### Passage présenté
++++++++++++++++++++

XXXVII. Il crée de nouveaux offices
Pour appeler un plus grand nombre de citoyens à
l'administration de l'État, il imagina de nouvelles fonctions: la surintendance
des travaux publics, des chemins, des eaux, du lit du Tibre, des grains à
distribuer au peuple, la préfecture de Rome, le triumvirat pour le personnel du
sénat, et un autre pour passer en revue les chevaliers, quand il en serait
besoin. Il créa des censeurs que, pendant un long espace de temps, on avait
cessé de nommer, et augmenta le nombre des préteurs. Il voulut aussi avoir deux
collègues au lieu d'un, chaque fois que le consulat lui serait conféré. Mais il
ne l'obtint pas, tout le monde se récriant que c'était déjà une assez forte
atteinte à sa dignité personnelle, que de partager avec un autre un honneur
qu'il pouvait garder pour lui seul.
XXXVIII. Il avance les fils des sénateurs. Il rétablit l'usage des revues des
chevaliers
Il ne fut pas plus avare de récompenses pour le mérite
militaire. Il fit accorder le triomphe à plus de trente généraux, et les
ornements du triomphe à un plus grand nombre encore. Pour accoutumer de bonne
heure les fils des sénateurs aux affaires publiques, il leur permit de prendre
le laticlave en même temps que la robe virile, et d'assister au sénat. A peine
commençaient-ils à servir, il les faisait tribuns de légion ou même commandants
de cavalerie; et, pour que personne ne restât étranger à la vie des camps, il
mettait quelquefois deux chefs à la tête de chaque escadron. Il passa souvent en
revue les chevaliers, et rétablit leur marche solennelle au Capitole, qui était
tombée en désuétude depuis longtemps; mais il ne souffrit pas que, pendant cette
marche, un accusateur pût, comme autrefois, faire descendre un chevalier de son
cheval. Il permit à ceux qui étaient vieux ou mutilés d'envoyer leur cheval à
leur rang, et de venir répondre à pied, si on les citait. Bientôt aussi ceux qui
avaient plus de trente-cinq ans obtinrent la faveur de vendre leur cheval, s'ils
ne voulaient pas le garder.

++++++++++++++++++++

### Matériel
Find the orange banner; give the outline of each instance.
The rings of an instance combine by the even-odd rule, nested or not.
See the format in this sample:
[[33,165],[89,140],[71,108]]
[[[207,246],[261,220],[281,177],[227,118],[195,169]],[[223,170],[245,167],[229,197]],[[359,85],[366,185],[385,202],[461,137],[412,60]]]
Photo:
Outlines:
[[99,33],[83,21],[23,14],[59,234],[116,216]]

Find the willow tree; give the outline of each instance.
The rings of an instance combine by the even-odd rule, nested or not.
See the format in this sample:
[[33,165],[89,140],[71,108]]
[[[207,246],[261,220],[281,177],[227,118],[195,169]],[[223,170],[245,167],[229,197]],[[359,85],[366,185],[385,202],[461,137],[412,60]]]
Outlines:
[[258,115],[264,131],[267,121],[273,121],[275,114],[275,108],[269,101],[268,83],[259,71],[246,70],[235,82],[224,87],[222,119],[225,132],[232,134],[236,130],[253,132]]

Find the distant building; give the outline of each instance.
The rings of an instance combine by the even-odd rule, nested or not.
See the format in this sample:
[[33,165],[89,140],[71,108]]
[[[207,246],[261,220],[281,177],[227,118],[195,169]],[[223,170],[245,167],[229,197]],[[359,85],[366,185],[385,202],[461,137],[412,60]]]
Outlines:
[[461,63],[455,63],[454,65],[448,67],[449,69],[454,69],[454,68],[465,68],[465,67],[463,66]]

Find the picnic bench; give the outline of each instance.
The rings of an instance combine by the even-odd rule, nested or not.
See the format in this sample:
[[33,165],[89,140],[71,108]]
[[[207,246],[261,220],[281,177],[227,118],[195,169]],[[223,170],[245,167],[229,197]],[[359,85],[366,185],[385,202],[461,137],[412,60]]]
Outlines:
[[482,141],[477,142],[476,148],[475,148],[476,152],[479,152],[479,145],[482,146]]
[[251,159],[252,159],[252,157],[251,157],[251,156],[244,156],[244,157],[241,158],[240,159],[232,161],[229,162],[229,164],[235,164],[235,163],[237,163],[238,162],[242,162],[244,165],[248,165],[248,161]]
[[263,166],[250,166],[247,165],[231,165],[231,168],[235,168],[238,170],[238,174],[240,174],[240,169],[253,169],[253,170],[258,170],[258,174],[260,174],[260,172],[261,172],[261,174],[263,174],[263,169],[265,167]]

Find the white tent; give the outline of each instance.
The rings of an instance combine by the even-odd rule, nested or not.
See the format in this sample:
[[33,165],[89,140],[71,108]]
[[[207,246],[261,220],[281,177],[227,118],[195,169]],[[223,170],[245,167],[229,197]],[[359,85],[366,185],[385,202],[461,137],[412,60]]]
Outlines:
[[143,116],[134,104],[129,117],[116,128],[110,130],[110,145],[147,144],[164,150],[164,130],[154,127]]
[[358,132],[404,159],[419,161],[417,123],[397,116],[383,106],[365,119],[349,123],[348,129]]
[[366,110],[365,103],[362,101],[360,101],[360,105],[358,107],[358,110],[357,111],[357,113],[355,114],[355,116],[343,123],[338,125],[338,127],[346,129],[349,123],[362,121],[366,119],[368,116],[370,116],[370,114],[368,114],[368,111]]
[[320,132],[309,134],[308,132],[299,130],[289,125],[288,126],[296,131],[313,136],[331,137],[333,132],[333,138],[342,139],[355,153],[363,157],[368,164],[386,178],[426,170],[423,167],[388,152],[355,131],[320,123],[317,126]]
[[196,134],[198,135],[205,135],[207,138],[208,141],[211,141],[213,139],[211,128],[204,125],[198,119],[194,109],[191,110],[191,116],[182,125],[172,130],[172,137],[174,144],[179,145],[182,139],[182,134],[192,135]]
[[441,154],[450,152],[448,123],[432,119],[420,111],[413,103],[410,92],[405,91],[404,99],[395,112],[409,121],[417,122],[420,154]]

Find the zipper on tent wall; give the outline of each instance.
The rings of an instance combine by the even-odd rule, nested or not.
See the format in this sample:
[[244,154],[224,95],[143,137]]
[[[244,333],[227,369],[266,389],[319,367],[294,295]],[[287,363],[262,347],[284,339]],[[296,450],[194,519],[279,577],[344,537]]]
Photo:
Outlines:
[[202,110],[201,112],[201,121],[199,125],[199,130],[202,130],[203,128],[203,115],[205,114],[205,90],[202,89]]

++++++++++++++++++++

### Consigne
Énumérez tous les domaines dont la surintendance figure parmi les nouvelles fonctions citées dans le passage présenté.

### Corrigé
Les travaux publics, les chemins, les eaux, le lit du Tibre, les grains à distribuer au peuple.